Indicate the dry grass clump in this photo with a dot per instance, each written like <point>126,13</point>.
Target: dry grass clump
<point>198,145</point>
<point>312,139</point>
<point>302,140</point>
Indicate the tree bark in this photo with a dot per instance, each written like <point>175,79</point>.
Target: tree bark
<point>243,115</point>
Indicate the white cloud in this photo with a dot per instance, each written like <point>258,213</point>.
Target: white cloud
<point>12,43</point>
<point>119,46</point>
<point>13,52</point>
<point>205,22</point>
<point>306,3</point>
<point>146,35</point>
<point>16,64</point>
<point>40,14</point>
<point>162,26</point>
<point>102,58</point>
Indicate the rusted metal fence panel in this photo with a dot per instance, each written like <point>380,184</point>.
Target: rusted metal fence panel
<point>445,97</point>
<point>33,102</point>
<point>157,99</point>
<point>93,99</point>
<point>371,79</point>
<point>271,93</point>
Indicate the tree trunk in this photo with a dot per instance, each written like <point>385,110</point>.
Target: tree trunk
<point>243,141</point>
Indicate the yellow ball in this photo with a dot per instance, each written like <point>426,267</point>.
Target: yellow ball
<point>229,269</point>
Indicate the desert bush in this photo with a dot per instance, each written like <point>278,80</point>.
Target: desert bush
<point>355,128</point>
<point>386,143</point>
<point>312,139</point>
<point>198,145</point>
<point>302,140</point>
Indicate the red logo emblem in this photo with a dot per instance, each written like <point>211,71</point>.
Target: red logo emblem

==

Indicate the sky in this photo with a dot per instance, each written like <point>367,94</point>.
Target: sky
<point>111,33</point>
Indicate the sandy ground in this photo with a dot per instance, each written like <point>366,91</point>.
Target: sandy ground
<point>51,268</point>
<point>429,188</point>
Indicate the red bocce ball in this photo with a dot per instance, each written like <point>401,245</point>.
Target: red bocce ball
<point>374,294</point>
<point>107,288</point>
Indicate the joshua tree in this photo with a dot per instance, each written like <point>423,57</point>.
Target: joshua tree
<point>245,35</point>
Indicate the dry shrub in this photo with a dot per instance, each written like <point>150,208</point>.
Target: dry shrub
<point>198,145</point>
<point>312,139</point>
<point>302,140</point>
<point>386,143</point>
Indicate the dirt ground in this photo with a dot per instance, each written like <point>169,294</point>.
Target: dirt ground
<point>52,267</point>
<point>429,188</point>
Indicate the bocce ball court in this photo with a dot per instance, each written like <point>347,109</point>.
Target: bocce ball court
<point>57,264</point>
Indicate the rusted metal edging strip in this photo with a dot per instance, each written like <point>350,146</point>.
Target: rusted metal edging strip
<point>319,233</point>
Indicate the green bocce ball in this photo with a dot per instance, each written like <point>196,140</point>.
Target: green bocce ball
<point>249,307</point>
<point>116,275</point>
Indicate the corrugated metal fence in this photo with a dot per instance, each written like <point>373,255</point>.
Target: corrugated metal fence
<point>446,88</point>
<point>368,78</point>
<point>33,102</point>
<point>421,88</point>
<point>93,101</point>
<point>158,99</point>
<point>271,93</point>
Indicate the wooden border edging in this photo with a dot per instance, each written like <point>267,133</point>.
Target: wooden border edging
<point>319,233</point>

* * *

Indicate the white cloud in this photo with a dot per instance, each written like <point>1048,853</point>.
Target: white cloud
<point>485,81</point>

• **Assigned task**:
Work out how many lines of the material contain the string "emblem"; nothing except that figure should be given.

• **Response**:
2